Danish architect’s Sydney Opera House drama to be film

The story of the Sydney Opera House and its Danish architect Jørn Utzon is to be made into a movie, with the producer behind 'The Girl with the Dragon Tattoo' on board.

Danish architect's Sydney Opera House drama to be film
The story of Utzon's work on the Sydney Opera House "has all it takes for the big screen". Photo: Nickliv/Flickr
The Danish/Swedish/Australian production will tell the story of how Utzon upset the conservative Australian architectural establishment by winning an international competition to design the building and his battles to push through his radical ideas.
 
“Utzon was a great Danish architect and the story of how he created the Sydney Opera is both fascinating and scary. This story has to be told,” said Danish executive producer Ole Søndberg in a statement late Monday.
 
Søndberg is best known for producing 'The Girl with the Dragon Tattoo' and the 'Millennium-trilogy' based on Stieg Larsson's novels. He was also behind the popular 'Wallander' television series.
 
For the Utzon project he will team up with Swedish-Australian producer Jan Marnell, who has worked on a number of television mini-series and features over the last 30 years.  
 
Utzon arrived in Sydney as a celebrity in 1957 but his ambitious design, with the building's distinctive white sails drawn from his childhood in the Aalborg shipyards, was hit by domestic politics, petty jealousies and budget constraints.
==========
• [TASKS TO PERFORM]
A) In the Sydney Opera House article, start at the words "Søndberg is best" and end after "and budget constraints.". Reproduce that stretch exactly.
B) Answer these questions from the Sydney Opera House article:
(i) In what year did Utzon arrive in Sydney?
(ii) Which television series was Ole Søndberg also behind?
(iii) Over how many years has Jan Marnell worked on television mini-series and features?
C) Continue the Sydney Opera House article from its last sentence.

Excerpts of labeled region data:
==========
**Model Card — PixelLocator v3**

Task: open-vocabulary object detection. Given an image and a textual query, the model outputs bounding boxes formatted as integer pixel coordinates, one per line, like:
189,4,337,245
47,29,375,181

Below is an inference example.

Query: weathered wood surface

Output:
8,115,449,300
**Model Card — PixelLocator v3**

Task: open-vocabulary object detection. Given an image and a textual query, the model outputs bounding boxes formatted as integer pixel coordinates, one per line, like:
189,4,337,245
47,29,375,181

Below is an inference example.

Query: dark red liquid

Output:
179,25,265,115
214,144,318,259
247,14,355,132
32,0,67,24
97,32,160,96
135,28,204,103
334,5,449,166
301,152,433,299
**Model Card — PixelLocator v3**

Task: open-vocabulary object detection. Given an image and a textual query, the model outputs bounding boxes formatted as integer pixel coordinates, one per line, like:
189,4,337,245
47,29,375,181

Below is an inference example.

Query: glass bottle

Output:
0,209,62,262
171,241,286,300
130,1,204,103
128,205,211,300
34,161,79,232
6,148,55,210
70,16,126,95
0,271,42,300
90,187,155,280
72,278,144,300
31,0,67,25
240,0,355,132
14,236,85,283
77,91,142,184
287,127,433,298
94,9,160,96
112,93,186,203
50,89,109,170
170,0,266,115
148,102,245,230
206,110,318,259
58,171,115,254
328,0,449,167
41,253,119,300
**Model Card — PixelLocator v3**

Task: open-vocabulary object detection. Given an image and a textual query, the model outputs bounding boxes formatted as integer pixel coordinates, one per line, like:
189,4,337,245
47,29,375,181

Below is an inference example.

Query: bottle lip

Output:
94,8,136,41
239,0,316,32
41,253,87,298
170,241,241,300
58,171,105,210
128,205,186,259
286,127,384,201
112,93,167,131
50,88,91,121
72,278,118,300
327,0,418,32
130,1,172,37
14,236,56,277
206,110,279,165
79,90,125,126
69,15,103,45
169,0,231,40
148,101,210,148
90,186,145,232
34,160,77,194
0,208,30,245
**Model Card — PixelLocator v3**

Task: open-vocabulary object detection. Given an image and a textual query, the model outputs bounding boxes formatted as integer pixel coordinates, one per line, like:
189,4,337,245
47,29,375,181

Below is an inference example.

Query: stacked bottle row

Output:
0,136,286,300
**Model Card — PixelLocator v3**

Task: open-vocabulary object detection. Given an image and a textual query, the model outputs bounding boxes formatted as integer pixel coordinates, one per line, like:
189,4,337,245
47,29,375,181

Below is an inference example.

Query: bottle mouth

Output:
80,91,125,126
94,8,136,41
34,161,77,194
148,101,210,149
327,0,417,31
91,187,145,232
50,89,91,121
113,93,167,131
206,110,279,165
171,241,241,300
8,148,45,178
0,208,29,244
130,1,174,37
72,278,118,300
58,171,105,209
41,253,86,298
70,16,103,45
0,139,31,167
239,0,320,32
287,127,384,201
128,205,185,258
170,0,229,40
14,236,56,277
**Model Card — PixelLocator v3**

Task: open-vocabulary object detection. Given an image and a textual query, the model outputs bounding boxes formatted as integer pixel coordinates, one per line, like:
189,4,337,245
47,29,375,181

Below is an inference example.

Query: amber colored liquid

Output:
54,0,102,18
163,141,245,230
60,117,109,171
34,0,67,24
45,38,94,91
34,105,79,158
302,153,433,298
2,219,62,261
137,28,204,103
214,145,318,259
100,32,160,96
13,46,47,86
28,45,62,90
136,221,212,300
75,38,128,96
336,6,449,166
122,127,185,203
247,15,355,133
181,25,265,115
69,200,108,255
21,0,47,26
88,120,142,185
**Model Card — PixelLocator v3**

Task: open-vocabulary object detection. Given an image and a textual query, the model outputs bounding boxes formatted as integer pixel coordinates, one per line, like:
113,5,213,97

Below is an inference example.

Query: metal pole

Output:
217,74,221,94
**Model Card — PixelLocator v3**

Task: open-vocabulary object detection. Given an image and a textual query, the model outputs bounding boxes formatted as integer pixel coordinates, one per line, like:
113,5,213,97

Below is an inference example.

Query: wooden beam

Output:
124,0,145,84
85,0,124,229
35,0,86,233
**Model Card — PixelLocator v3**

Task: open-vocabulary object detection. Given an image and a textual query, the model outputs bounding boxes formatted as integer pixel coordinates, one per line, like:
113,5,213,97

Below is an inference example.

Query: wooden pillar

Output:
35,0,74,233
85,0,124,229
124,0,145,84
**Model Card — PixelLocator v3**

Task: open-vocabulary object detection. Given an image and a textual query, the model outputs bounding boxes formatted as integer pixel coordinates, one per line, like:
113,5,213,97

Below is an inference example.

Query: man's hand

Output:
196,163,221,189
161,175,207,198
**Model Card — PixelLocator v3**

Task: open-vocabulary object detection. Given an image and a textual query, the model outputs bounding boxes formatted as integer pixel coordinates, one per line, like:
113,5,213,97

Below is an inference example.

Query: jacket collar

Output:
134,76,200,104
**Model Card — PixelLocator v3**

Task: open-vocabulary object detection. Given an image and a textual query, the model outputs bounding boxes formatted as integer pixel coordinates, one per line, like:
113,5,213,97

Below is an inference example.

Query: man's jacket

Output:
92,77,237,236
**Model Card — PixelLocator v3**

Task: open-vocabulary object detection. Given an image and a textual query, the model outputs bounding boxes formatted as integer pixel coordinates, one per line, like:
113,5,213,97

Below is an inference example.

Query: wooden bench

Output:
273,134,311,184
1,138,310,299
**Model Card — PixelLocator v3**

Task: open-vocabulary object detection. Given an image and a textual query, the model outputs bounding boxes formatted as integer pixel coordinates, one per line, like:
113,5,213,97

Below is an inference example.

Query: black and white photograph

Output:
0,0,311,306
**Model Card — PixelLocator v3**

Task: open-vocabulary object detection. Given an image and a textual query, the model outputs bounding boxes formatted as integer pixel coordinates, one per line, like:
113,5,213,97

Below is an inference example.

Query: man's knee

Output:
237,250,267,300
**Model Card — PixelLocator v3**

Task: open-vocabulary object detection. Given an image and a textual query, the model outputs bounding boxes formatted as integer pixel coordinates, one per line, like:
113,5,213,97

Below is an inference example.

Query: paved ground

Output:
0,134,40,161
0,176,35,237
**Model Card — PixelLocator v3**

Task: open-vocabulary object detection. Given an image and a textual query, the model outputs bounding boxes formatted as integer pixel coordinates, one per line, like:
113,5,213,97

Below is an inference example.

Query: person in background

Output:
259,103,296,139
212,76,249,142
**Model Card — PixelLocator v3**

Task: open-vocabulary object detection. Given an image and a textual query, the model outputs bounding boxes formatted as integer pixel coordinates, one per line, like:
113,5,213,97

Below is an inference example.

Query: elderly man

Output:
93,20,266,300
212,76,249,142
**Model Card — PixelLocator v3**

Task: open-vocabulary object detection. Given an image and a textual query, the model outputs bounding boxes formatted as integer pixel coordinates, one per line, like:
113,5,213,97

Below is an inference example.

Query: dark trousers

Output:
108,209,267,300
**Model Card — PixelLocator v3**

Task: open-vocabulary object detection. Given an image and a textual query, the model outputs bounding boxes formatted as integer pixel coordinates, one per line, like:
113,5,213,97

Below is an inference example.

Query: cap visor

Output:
==========
• [PER-TASK ANSWERS]
A)
Søndberg is best known for producing 'The Girl with the Dragon Tattoo' and the 'Millennium-trilogy' based on Stieg Larsson's novels. He was also behind the popular 'Wallander' television series.
 
For the Utzon project he will team up with Swedish-Australian producer Jan Marnell, who has worked on a number of television mini-series and features over the last 30 years.  
 
Utzon arrived in Sydney as a celebrity in 1957 but his ambitious design, with the building's distinctive white sails drawn from his childhood in the Aalborg shipyards, was hit by domestic politics, petty jealousies and budget constraints.

B)
(i) 1957
(ii) The 'Wallander' television series
(iii) 30 years

C)
The controversies that dogged him and the project for years saw him quit in 1966.
 
He never returned to see his revolutionary concept as a finished building, which was opened in 1973 by Britain's Queen Elizabeth II, and he died in 2008.
 
A year before his death, the harbourside building was added to the World Heritage List, with the committee saying the structure “stands by itself as one of the indisputable masterpieces of human creativity, not only in the 20th century but in the history of humankind”.
 
“We have a world wonder. We have its creator who wasn't allowed to see his dream fulfilled,” said producer Marnell.
 
“We have creativity versus bureaucracy and political maneuvering ranging from friend to foe. We have an outstanding architect with streaks of megalomania and genius, and his vengeful opponents who plot to get him out of the country,”
 
“It has all it takes for the big screen.”
 
No details were given on when 'Utzon: The Man Behind the Opera House' would begin filming.